In your copy, leave out the pictures and repeat the entries below exactly.

● ● ●

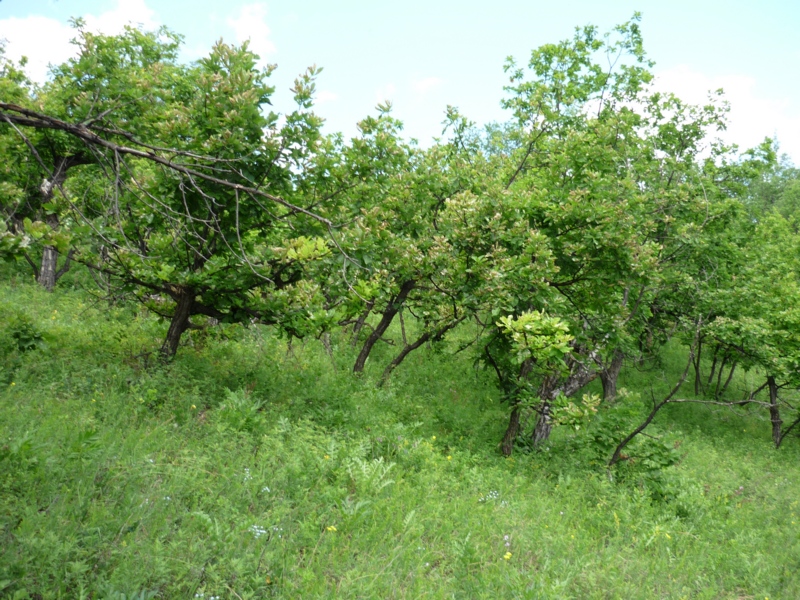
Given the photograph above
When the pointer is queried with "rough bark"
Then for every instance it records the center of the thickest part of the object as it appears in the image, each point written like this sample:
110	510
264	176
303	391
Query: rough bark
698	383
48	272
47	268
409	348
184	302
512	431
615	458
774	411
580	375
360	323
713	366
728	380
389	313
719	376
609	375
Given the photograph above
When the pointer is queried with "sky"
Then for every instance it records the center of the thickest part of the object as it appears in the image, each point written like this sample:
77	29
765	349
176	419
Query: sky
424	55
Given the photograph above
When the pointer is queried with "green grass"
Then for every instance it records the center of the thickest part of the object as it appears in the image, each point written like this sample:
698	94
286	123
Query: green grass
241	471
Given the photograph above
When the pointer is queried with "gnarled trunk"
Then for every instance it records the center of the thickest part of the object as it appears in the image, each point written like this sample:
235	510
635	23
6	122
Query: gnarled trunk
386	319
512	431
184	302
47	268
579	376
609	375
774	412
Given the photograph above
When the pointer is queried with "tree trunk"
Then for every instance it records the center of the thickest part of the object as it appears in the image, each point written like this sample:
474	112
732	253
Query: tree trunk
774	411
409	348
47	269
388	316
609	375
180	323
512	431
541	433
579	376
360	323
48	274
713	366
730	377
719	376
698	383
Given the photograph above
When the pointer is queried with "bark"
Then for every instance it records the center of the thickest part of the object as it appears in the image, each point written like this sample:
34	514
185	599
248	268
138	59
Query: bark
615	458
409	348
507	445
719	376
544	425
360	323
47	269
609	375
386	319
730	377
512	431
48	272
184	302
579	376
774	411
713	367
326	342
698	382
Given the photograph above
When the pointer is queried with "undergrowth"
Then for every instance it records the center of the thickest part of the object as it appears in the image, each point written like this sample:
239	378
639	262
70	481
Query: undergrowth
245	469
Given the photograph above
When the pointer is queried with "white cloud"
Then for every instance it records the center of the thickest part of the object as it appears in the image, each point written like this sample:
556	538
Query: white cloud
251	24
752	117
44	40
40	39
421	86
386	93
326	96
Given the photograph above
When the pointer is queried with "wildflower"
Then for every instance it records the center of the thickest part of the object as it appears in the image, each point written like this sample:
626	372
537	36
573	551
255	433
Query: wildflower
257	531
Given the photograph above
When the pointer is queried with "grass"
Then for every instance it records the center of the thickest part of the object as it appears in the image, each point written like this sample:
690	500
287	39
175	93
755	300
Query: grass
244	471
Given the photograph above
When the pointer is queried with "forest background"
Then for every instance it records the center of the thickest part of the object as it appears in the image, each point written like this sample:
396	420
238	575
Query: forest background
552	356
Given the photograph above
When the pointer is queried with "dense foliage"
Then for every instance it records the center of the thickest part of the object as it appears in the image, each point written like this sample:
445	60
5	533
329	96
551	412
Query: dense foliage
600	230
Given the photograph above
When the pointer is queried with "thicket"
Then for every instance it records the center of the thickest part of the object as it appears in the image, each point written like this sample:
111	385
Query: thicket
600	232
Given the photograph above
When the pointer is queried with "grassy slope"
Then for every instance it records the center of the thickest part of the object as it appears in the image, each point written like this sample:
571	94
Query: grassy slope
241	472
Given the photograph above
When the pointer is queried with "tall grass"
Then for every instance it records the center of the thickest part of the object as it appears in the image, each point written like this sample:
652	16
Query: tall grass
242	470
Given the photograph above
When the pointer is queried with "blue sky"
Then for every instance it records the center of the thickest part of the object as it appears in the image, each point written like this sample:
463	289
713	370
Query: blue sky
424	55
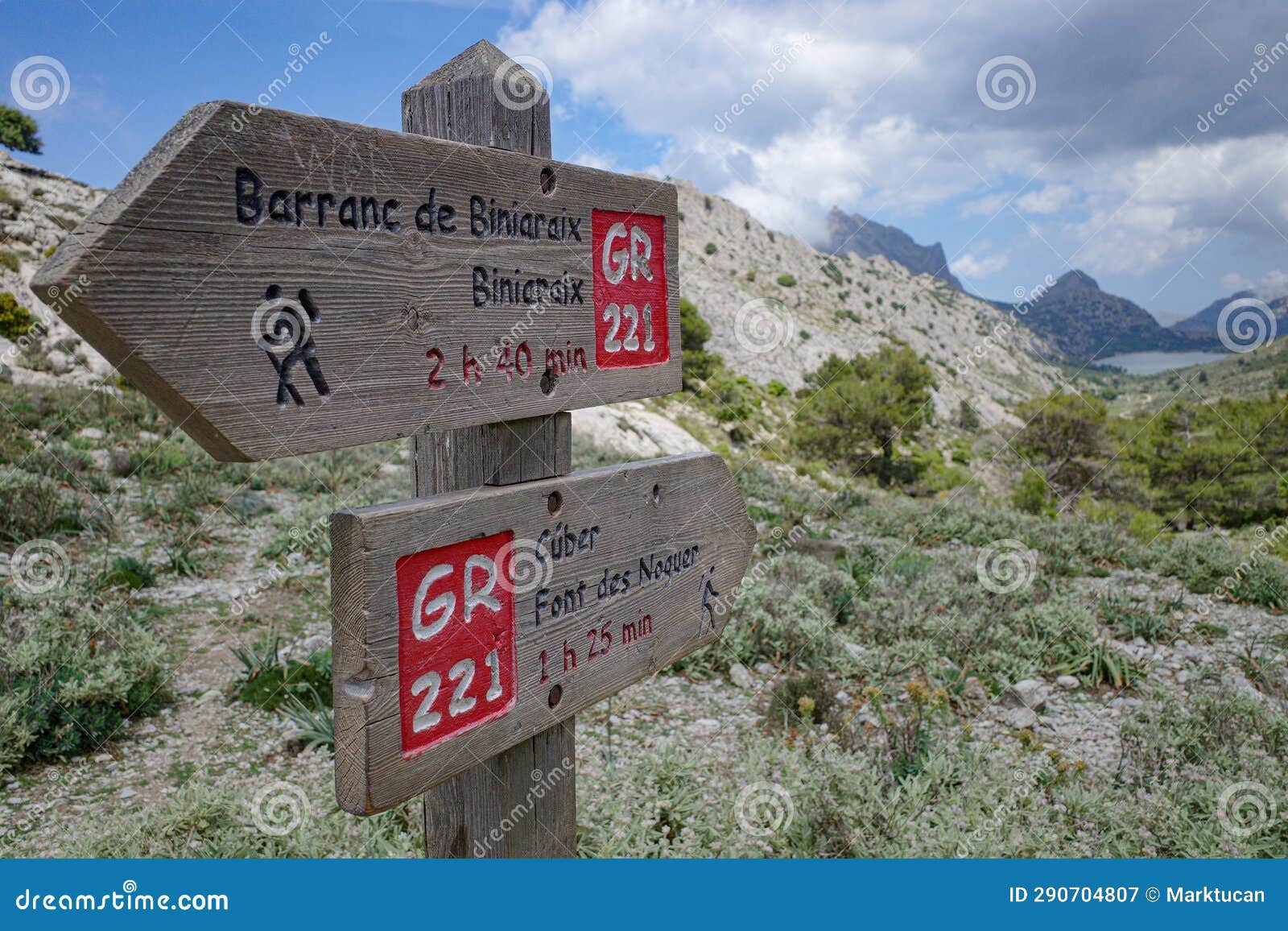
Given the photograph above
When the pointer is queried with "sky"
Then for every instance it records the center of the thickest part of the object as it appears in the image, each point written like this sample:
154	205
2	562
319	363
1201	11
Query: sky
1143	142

● ● ●

* SOLUTION TO THE EXERCISE *
Given the photograph above
When the pointer is queried with "rough bark"
Then for every instance it records the center of the thickest part of the object as it appears in the image, each point written like this sample:
110	510
264	176
303	391
Query: rough bark
698	383
48	272
47	268
409	348
184	302
512	431
615	458
774	411
580	375
360	323
713	366
728	380
389	313
719	376
609	375
Given the photograph above
When the pointer is queried with "sky"
Then for every instance it records the center of the thickest part of the object as it appears in the image, each point written like this sample:
77	29
765	349
176	419
Query: sky
424	55
Given the photograph above
When the pointer is queried with "green grass"
Then for every instance it records the center of the thickest part of the object as it appears in the image, each point written like this sample:
698	94
286	123
Query: green grass
241	471
Given the photograph above
When the pointer is queried with "gnarled trunk"
Then for every instance it records the center of the thickest part of the object as it appears in the image, each point written like this sample:
235	510
635	23
6	122
Query: gnarled trunk
386	319
512	431
184	302
47	268
579	376
609	375
774	412
Given the photograph above
When the pointer is queried with "tree trunk"
Then for every instance it records the center of the thickest part of the object as it appears in the image, each point written like this sample:
474	112
732	253
Query: tree trunk
774	411
409	348
47	269
388	316
609	375
180	323
512	431
541	433
579	376
360	323
48	274
713	366
730	377
719	376
698	383
Given the photograph above
When the pointer is queried with "bark"
Then for every instance it records the center of the thickest part of the object as it appears in the image, each point written like this sample:
34	514
185	599
248	268
138	59
Query: bark
615	458
409	348
507	445
719	376
544	425
360	323
47	269
609	375
386	319
730	377
512	431
48	272
184	302
579	376
774	411
713	367
326	342
698	382
Given the photograph above
When the pointer is queried with "undergrowth"
Then for every instance it records the center of the thickest part of the object as it appears in the image, each point written like this sample:
239	378
639	262
70	481
Query: undergrowth
245	469
Given the photograph above
When the pointer is queried with "white cloud"
Then for every instance it records the center of the thickest part of the object as it appears in the image, each point written like this sample:
556	538
Query: white cloud
251	24
752	117
44	40
40	39
421	86
386	93
326	96
Given the photograph above
When the pointer is queried with "wildflower"
Then for every instance it records the center of the thickest part of the object as it appears in the image, each point written like this sample:
626	372
537	36
573	551
255	433
Query: wildflower
257	531
Given the photograph above
When the pointer is queried with "grass"
Then for every instance it records the center of the thickest part of the object as it appears in the image, each point written like this sample:
690	500
287	39
175	93
755	300
Query: grass
244	471
Given the photograph above
When the pointer is queried with "forest background"
Then for every instance it records the center of the thickest part of the object as it appears in the image, each point written like this sample:
396	420
238	575
Query: forest background
552	356
Given the photograph above
When the pointer is queried with "dense foliage"
Then for every instance it records the center of the thickest part of the object as it appears in the image, each point written like this sample:
445	60
5	533
329	96
551	412
Query: dense foliage
600	230
Given the photograph above
When the pointer is queried with "thicket"
Then for every instance it records the center of the thickest part of the object as it appears in the image, each point written like this sample:
111	385
Query: thicket
600	232
Given the photograph above
When the pointer is queried with "grassy slope"
Then for every instance it records the center of the thickest part of the object as it appears in the image, each point written like this sample:
571	94
Query: grassy slope
241	472
Given the photograph above
When the pointer is queried with "tall grass"
Then for every instance it records the center of the thickest part of the object as it appears in the image, each point written like this sample:
652	16
Query: tall grass
242	470
Given the photograph above
When the pointer is queried with "blue sky"
Then for every instance it records the center of the thickest part of the object as it appears in the image, each point written like this sample:
463	289
713	370
Query: blue sky
424	55
Given the photograph above
When the pointer is queried with "sky"
Then for every instance it records the center of the thickest part of the object as it appears in the image, each point written like this sample:
154	205
2	562
319	363
1201	11
Query: sky
1143	142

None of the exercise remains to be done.